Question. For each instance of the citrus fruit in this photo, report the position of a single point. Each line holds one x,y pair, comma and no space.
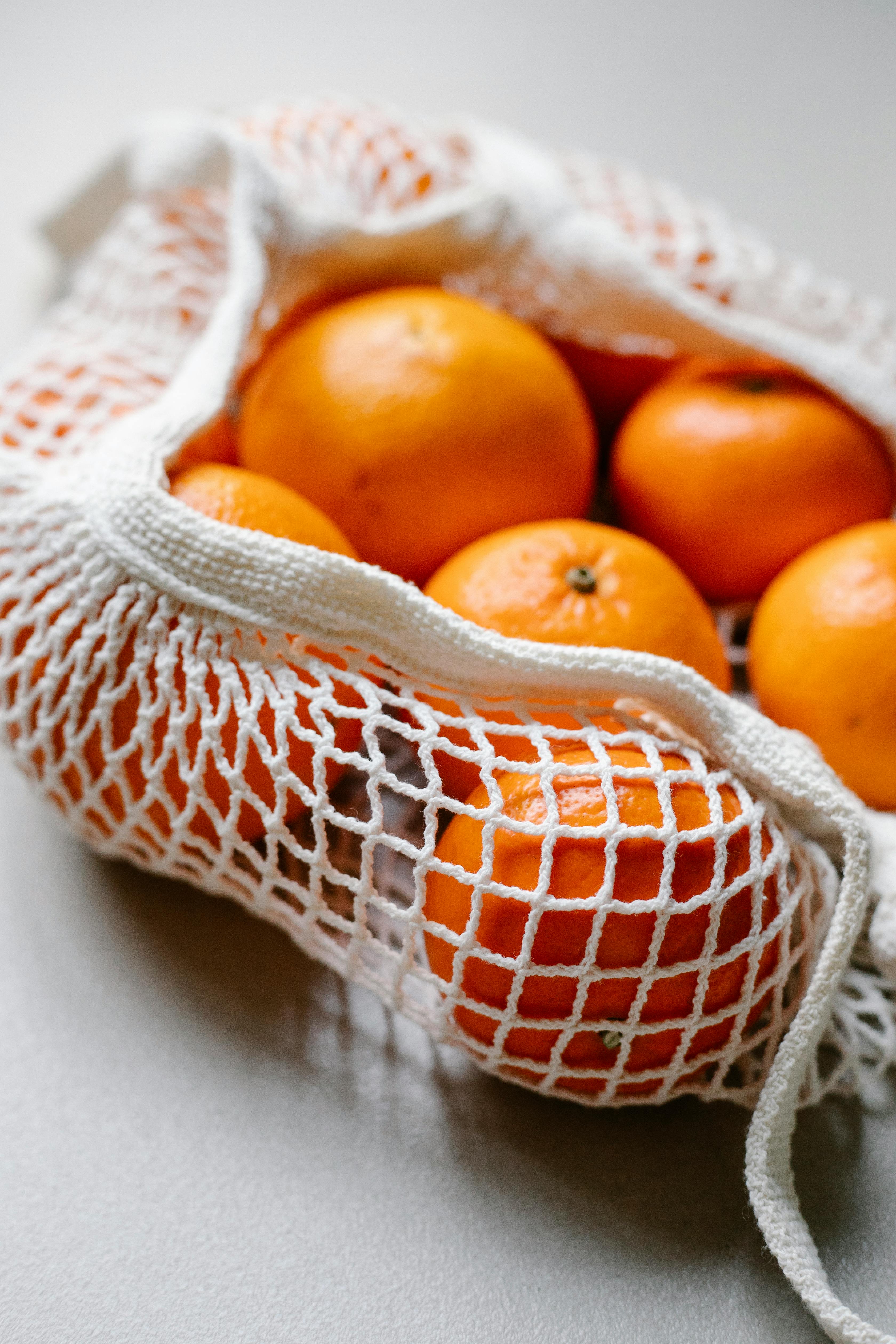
418,421
586,584
570,582
734,467
823,655
244,499
461,776
248,499
578,873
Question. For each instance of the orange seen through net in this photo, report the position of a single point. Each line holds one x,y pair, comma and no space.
244,499
569,582
578,873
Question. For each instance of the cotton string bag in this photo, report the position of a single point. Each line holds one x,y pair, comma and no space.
261,718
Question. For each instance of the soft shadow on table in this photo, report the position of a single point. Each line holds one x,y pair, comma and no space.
668,1181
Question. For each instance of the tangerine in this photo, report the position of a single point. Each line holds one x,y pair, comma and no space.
418,421
734,467
578,870
248,499
823,655
242,499
570,582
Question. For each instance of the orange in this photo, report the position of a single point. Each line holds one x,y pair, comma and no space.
613,382
418,421
734,467
577,873
823,655
244,499
571,582
248,499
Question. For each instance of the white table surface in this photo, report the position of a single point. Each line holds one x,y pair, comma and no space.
206,1138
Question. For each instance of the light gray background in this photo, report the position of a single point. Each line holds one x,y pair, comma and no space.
206,1138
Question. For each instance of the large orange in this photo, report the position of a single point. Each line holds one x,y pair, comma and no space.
244,499
570,582
734,467
578,871
823,655
418,421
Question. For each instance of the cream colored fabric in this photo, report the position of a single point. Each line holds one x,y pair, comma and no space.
152,658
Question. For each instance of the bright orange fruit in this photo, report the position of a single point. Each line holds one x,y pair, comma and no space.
570,582
578,873
249,499
823,655
734,467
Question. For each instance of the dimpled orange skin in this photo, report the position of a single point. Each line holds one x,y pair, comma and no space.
734,467
515,582
242,499
256,502
561,940
418,421
823,655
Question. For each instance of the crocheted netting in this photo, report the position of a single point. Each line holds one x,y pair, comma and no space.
271,724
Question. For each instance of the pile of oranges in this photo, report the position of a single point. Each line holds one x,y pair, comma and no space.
456,447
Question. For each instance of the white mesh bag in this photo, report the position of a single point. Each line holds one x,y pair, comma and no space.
271,722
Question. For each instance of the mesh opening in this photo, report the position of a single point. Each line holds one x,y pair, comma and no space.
620,948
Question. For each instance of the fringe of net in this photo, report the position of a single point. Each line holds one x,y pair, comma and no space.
85,650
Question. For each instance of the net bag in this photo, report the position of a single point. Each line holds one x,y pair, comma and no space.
280,725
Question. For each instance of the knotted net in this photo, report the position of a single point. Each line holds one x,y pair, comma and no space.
273,724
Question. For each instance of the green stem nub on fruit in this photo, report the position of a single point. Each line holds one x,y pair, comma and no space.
582,578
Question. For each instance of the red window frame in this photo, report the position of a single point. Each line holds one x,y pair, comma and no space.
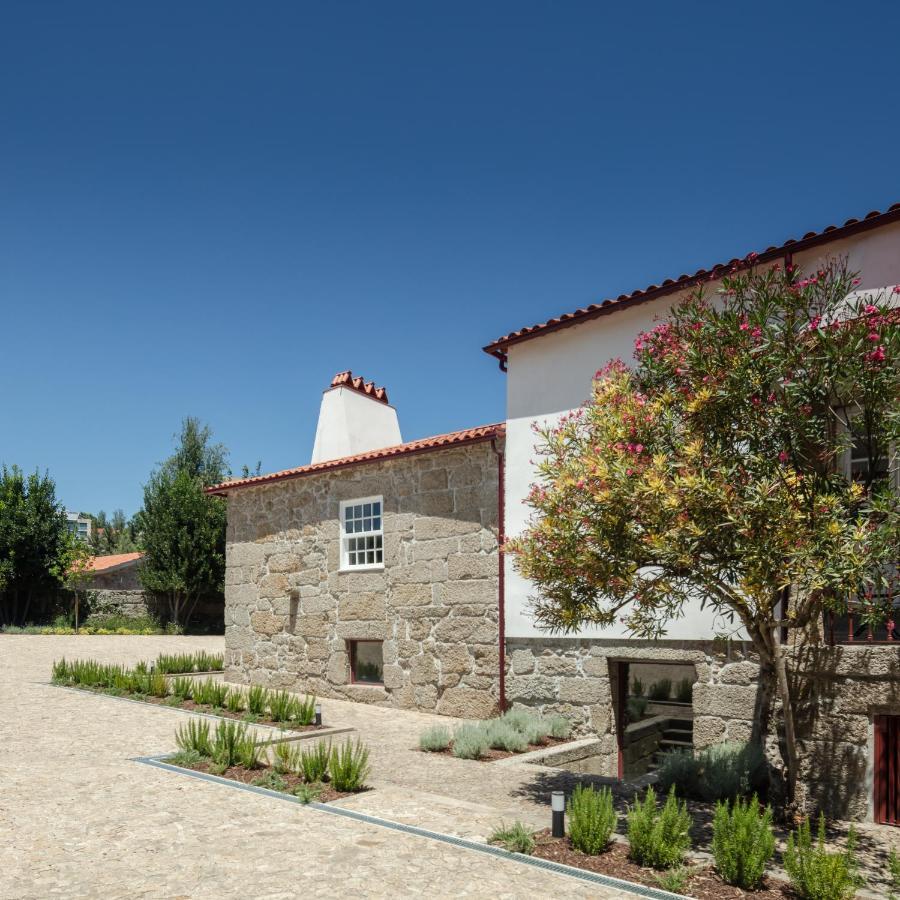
352,648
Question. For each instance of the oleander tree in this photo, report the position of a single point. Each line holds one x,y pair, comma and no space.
713,470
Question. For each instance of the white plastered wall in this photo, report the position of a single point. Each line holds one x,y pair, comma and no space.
551,375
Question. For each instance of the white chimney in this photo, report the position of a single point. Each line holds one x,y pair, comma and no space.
354,417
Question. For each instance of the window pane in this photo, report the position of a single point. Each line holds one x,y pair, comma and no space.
367,661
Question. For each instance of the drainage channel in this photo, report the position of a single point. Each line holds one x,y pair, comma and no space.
629,887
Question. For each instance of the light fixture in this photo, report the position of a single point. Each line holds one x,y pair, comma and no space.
558,805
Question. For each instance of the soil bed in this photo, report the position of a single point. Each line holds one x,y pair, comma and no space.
493,755
703,882
209,710
260,777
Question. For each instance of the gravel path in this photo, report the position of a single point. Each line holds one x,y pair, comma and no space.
79,818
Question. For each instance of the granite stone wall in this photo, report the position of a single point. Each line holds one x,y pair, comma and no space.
290,611
837,692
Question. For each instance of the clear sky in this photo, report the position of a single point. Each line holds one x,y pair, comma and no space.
210,208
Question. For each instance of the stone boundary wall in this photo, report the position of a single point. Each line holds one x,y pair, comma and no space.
290,610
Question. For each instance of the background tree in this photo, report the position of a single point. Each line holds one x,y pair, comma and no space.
713,471
183,528
34,545
113,534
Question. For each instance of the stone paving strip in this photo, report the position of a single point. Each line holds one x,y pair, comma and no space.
80,818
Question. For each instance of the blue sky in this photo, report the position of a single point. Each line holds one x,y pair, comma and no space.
210,208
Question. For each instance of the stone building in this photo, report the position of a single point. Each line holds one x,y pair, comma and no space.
371,576
374,572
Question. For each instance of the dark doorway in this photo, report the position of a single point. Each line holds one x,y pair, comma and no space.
887,770
653,713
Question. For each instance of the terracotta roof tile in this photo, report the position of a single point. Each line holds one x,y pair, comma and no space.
873,219
102,563
438,442
357,383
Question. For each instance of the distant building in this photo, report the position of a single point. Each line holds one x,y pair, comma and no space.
80,526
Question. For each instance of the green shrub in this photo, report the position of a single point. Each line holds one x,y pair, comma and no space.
283,758
234,700
182,688
658,838
227,742
592,819
500,735
307,793
560,727
174,663
303,712
817,873
680,769
516,838
271,780
314,762
731,769
675,880
60,674
637,706
349,766
186,758
248,752
469,742
257,700
684,693
158,686
434,739
281,706
743,842
194,736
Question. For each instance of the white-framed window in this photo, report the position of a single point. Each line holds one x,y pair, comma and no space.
362,533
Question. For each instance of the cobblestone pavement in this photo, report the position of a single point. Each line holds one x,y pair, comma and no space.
79,818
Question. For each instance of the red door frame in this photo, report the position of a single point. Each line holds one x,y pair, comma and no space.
887,770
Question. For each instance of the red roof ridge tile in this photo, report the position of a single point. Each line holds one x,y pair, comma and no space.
873,219
436,442
112,561
358,383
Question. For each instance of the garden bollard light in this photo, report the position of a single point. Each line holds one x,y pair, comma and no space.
558,805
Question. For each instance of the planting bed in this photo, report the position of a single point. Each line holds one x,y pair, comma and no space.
263,777
173,702
493,755
703,882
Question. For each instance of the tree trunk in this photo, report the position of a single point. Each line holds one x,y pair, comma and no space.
787,712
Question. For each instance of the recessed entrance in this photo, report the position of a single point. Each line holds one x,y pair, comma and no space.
654,713
887,770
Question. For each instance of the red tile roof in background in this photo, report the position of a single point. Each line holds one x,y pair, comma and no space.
357,383
102,563
873,219
438,442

• Exercise objective: Repeat the listing verbatim. Skip the pictures.

• Response area:
Question. For each instance of the citrus fruit in this photo, report the position of a single point. Each line holds one x,y pair, comma and no space.
418,421
586,584
570,582
734,467
823,655
244,499
461,776
248,499
578,873
Question. For each instance of the orange seen through net in this photo, report the position of a single point. Each line holds one x,y pair, comma and no space.
244,499
569,582
578,873
Question. For each instance of the cotton string bag in this photo, report the position of a single point. Each line holds one x,y pair, comma and no space.
261,718
Question. For each instance of the soft shadow on table in this photo, report the position of a single point. Each line holds one x,y pair, comma and no space.
668,1181
Question. For each instance of the tangerine in this photo, report the position of a single point. Each line holds one x,y pair, comma and no space.
418,421
734,467
578,870
248,499
823,655
242,499
570,582
Question. For each instance of the orange in this photo, report the position of a single point. Each line holds one x,y pair, comma and no space.
613,382
418,421
734,467
577,873
823,655
244,499
571,582
248,499
Question. For each instance of the white table surface in this photo, report the position of a single point. Each line holds one x,y pair, comma and no space.
206,1138
Question. For each instance of the light gray background in this photo, report the position of a single point. Each line holds one x,y pair, comma and no space.
206,1138
Question. For each instance of the large orange in this photo, report the position of a single point. Each line holds one x,y pair, comma and no space.
244,499
570,582
734,467
578,871
823,655
418,421
Question. For each instance of the cream colored fabric in this photo, report the position of a single point. Each line holds one x,y pair, comma and no space.
152,658
Question. For each instance of the bright orange fruit in this photo, report the position of a single point. Each line holds one x,y pair, comma and no space.
570,582
578,873
249,499
823,655
734,467
Question. For each instance of the dimpled orange skin in this photo, report the position of a single point. Each line holds one x,y pair, comma and no space.
734,467
515,582
242,499
256,502
561,940
418,421
823,655
Question. For each instance of the crocheted netting in this photo, report the position of a single point. Each line holds one x,y pair, comma and no space.
271,724
Question. For each instance of the pile of oranges in this photo, report the position of a single point. Each line holds one x,y pair, comma and no space.
456,447
Question. For each instance of the white mesh bag in this photo, report the position of a single point. Each line holds one x,y pair, comma and no space.
271,722
Question. For each instance of the mesh opening in this photo, report the position of a single point. Each line holds one x,y pair, comma and no space.
620,948
Question. For each instance of the fringe of net in this photo, report the position of a single point. Each line holds one x,y pair, comma and no space.
85,650
Question. For each instance of the net bag in this photo, report the position of a single point. Each line holds one x,y pair, comma and no space.
280,725
Question. For each instance of the knotted net in this photo, report the position of a single point. Each line holds one x,y pair, comma and no space.
273,724
Question. For each instance of the green stem nub on fruit in this photo, report the position of a single point. Each line holds one x,y pair, comma and no space.
582,578
Question. For each instance of the red window frame in this photo, report the position of a single point. Each line holds one x,y pair, comma and no space.
352,648
Question. For each instance of the oleander tree in this photo, report the position of a single point. Each line holds one x,y pair, comma and no space.
713,470
Question. For each instance of the white plastered wall in this photo, report the position of a single point. Each line holds one x,y pair, comma and no space.
551,375
Question. For each instance of the white chimney in this photo, report the position of a single point. Each line holds one x,y pair, comma and no space.
354,417
Question. For each instance of the window pane in this photo, report the position of a single point. Each line holds one x,y pair, comma and no space.
367,661
Question. For each instance of the drainage channel in this photo, report the position of a single point. Each line holds one x,y pair, comma and no space.
629,887
Question. For each instance of the light fixture in this photo, report the position of a single point. Each line holds one x,y pair, comma and no space.
558,805
Question. For each instance of the soil bed in this photo, report the position of a single point. Each line holds one x,y pair, comma and no space.
493,755
703,882
209,710
260,777
Question. For each instance of the gravel path in this photo, report the position of a single point. Each line holds one x,y pair, comma and no space.
79,818
Question. For each instance of the granite stone wall in this photo, report the position of a single point. Each line holds one x,y pair, comma and no space.
290,611
837,692
Question. For each instance of the clear sky in this photo, report the position of a single point. Each line holds one x,y pair, comma and no space.
210,208
Question. For each instance of the stone boundary wall in this photo, report the position of a single point. Each line holds one x,y pair, comma and no space.
290,610
Question. For each instance of the background tree in this photo, report the position of a single point. Each line holds one x,y pair, comma and no space.
713,471
183,528
34,545
113,534
Question. For each instance of the stone paving strip in this photo, report the position of a single point. Each line holds one x,y pair, comma and no space.
80,818
Question. For each instance of the blue sky in this photo, report the position of a single point. Each line holds one x,y pair, comma and no space.
210,208
Question. For each instance of the stone building in this photo, report the position of a single point. Each line holds one x,y pair, comma and no space.
371,576
374,572
Question. For each instance of the dark doorway in this photo, report the position of a single point. Each line holds one x,y pair, comma and no space.
887,770
653,713
Question. For each instance of the terracotta roof tile in this photo, report the position of a single point. Each line holds one x,y pair, comma and no space.
873,219
102,563
438,442
357,383
Question. For each instance of the distant building in this photo, report the position of a single point. Each line holds one x,y pair, comma and no space.
80,526
Question. For each instance of the green shrub in this photo, report the position of a single point. Each line holds one x,y pair, comma and no space.
283,758
234,700
182,688
658,838
227,742
592,819
500,735
307,793
560,727
174,663
303,712
817,873
680,769
516,838
271,780
314,762
731,769
675,880
60,674
637,706
349,766
186,758
248,752
469,742
257,700
684,693
158,686
434,739
281,706
743,842
194,736
Question. For each instance of the white-framed window in this photo, report the position of a single point. Each line holds one x,y pair, comma and no space.
362,533
Question. For each instance of the cobblestone pavement in this photo, report the position of a single point. Each line holds one x,y pair, comma and no space.
79,818
Question. For each instance of the red door frame in this photo, report the position of a single point. Each line holds one x,y pair, comma and no space.
887,770
Question. For each instance of the red roof ridge tile in this photo, report the position of a single point. Each line holds one x,y pair, comma and no space.
873,219
436,442
112,561
358,383
Question. For each instance of the garden bollard light in this photo, report the position of a single point. Each line holds one x,y pair, comma and no space.
558,805
Question. For each instance of the planting bed in this photo, report the position of a single point. Each line holds one x,y pair, comma and no space.
263,777
173,702
493,755
703,882
Question. For each instance of the tree trunk in this photo, report the position of a single point. Each line holds one x,y pair, comma and no space.
787,712
Question. For each instance of the recessed entrance in this photo, report the position of a single point. Each line holds one x,y pair, comma and no space.
654,713
887,770
Question. For each instance of the red tile roof in background in this photo, report the position of a single point. Each line holds one x,y pair, comma and no space.
357,383
102,563
873,219
438,442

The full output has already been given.